### Excerpted passage
Dot.Robot
- Dot.Robot, Dot.Robot:Atomic Swarm, Dot.Robot:Cyber Gold
- Author: Jason Bradbury
- Country: United Kingdom
- Genre: Children's, Thriller fiction
- Publisher: Puffin
- Published: 5 February 2009
- Media type: Print (Paperback)

= Dot.Robot Series =

2009–2011 book series by Jason Bradbury

The Dot.Robot Series is a trilogy of techno-thrillers by Jason Bradbury. The series centres on the characters Jackson Farley, Brooke English, the Kojima Twins and Devlin Lear. The first novel in the trilogy was released on 5 February 2009. Its official website is hosted on a server named in the first novel.

== Series ==

=== Novels ===
- Dot.Robot (5 February 2009)
- Dot.Robot: Atomic Swarm (7 January 2010)
- Dot.Robot: Cyber Gold (7 April 2011)

### Data
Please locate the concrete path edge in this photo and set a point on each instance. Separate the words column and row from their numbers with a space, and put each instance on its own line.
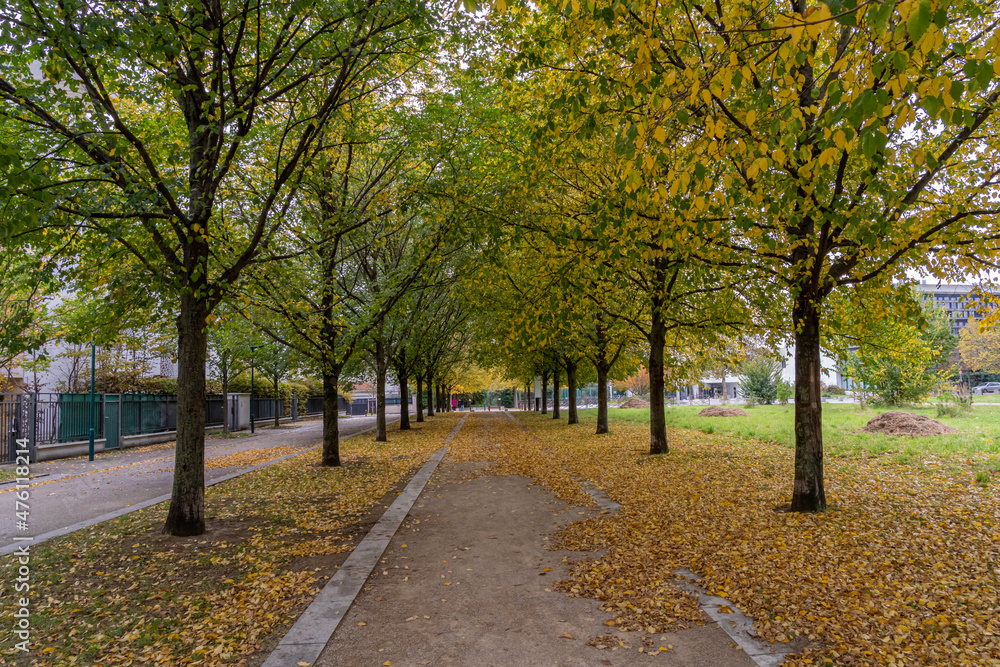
column 44, row 537
column 309, row 635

### Challenges
a) Answer these questions about the Dot.Robot Series text:
(i) Which publisher is listed for the book?
(ii) On what date was Dot.Robot: Cyber Gold released?
(iii) Which characters does the series center on?
b) Reproduce the passage of the Dot.Robot Series text starting at the words "2009–2011 book series" and ending after "(5 February 2009)".

### Correct answers
a)
(i) Puffin
(ii) 7 April 2011
(iii) Jackson Farley, Brooke English, the Kojima Twins and Devlin Lear

b)
2009–2011 book series by Jason Bradbury

The Dot.Robot Series is a trilogy of techno-thrillers by Jason Bradbury. The series centres on the characters Jackson Farley, Brooke English, the Kojima Twins and Devlin Lear. The first novel in the trilogy was released on 5 February 2009. Its official website is hosted on a server named in the first novel.

== Series ==

=== Novels ===
- Dot.Robot (5 February 2009)